══ Text section
WORKFLOWS-COOKBOOK β
How to add a new ComfyUI workflow to protoBanana. Hands-on recipes.
What lives in workflows/ β
Every JSON file is a complete ComfyUI workflow. Static defaults for all node inputs; per-request fields are mutated by routes/<op>.py before submission.
Naming convention:
- Primary use of an upstream model β use the upstream model name as-is. Examples:
qwen_image_2512.json(the Qwen-Image-2512 generator),qwen_image_edit_2511.json(the Qwen-Image-Edit-2511 editor). This keeps stems aligned with what gateway aliases and downstream references already call the model. - App-level pattern reusing an upstream model differently β
<operation>_<model>so the same model can ship in multiple roles. Examples:multiref_qwen_image_2511.json(Qwen-Image-Edit-2511 in 3-image-input multi-ref mode),region_edit_florence2_sam2_qwen.json(queued Phase 4). - Specialized model entirely β
<operation>_<model>is fine when the model name alone doesn't tell you which op it serves. Example:bgremove_birefnet.json.
Stems must be unique; the route's DEFAULT_STEM constant must match the JSON filename exactly.
Authoring a new workflow β
Step 1: Build it in ComfyUI's UI β
The fastest way is to:
- Open
http://comfyui:8188in a browser - Drag in the nodes you need (use Manager to install custom nodes if missing)
- Connect inputs/outputs
- Test with a manual queue submission
- Save the workflow as JSON via Workflow β Save (API Format)
Important: save in API format, not the editor format. API format is what protoBanana submits. Editor format includes layout metadata that ComfyUI's
/promptendpoint won't accept.
Step 2: Strip metadata keys β
Top-level keys without class_type will crash ComfyUI when submitted (see DECISIONS.md Β§0003). The WorkflowLoader strips them automatically, BUT β you can leave a single _doc field inline for the next reader:
{
"_doc": "Background removal via BiRefNet (commercial-safe).",
"4": { "class_type": "LoadImage", "inputs": {...} },
"10": { "class_type": "RMBG", "inputs": {...} },
"9": { "class_type": "SaveImage", "inputs": {...} }
}The loader keeps only the class_type-having entries.
════
Directive
According to the workflows cookbook, why should a workflow that is the primary use of an upstream model take that model's name as-is? Answer in one to three sentences.
══ Records
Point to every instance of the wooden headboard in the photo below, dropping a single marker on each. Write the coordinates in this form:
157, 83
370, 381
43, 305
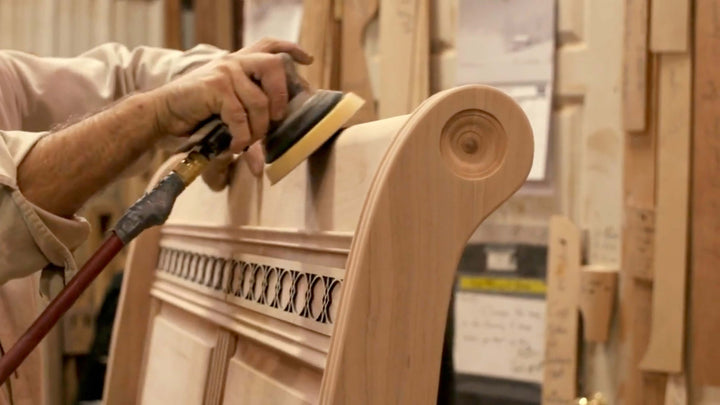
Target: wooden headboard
329, 287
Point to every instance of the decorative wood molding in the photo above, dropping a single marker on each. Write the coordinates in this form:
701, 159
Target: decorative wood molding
302, 294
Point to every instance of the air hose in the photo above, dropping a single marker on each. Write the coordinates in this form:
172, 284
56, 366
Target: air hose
150, 210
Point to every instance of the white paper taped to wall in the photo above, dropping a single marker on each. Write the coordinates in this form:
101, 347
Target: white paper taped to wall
499, 336
279, 19
510, 45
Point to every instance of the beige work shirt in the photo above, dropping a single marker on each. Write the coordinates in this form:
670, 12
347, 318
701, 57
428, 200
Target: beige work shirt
37, 94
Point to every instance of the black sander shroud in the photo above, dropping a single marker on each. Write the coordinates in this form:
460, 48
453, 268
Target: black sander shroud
311, 118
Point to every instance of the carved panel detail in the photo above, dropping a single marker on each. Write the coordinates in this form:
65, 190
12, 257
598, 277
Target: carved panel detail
267, 285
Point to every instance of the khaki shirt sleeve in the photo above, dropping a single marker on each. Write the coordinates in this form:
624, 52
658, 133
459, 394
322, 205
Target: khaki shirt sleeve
45, 92
30, 237
39, 93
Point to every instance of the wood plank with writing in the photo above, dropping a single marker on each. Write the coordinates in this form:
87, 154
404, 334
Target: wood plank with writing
639, 241
561, 336
598, 285
636, 292
666, 347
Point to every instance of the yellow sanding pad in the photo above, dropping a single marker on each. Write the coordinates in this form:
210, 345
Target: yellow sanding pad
348, 106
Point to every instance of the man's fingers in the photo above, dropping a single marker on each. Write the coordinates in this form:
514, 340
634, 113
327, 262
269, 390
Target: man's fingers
216, 174
274, 83
272, 45
256, 104
233, 114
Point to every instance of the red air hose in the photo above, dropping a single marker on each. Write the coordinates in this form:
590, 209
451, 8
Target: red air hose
42, 325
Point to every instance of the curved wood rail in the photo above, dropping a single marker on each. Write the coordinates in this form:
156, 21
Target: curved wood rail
460, 155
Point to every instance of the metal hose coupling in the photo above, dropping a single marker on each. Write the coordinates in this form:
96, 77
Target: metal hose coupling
154, 207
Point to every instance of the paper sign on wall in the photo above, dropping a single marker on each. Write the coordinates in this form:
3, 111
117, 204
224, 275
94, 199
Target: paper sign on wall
499, 336
510, 45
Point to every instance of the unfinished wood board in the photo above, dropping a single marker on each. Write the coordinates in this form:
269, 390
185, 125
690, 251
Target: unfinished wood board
562, 319
639, 238
636, 291
173, 24
704, 260
404, 56
635, 67
598, 287
176, 355
669, 26
260, 376
666, 347
319, 37
354, 73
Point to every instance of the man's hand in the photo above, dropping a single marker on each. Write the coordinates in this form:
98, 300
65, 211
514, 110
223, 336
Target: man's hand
246, 89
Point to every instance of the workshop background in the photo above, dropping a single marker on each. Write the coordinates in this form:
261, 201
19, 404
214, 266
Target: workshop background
622, 97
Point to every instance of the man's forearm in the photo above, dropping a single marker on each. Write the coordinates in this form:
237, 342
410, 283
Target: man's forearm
64, 169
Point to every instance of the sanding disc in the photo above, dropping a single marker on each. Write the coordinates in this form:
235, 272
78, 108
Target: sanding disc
315, 137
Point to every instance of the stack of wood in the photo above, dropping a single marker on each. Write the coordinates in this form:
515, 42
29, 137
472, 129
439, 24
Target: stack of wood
658, 120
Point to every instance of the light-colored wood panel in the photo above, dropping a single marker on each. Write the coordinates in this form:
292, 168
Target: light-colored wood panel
670, 25
176, 355
6, 24
354, 74
156, 23
221, 355
666, 348
258, 389
173, 24
306, 346
704, 259
635, 65
262, 376
404, 56
120, 26
571, 21
424, 172
598, 285
562, 318
318, 36
636, 291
════
Solution for this problem
Using the upstream model name as-is keeps the file stems aligned with what gateway aliases and downstream references already call the model.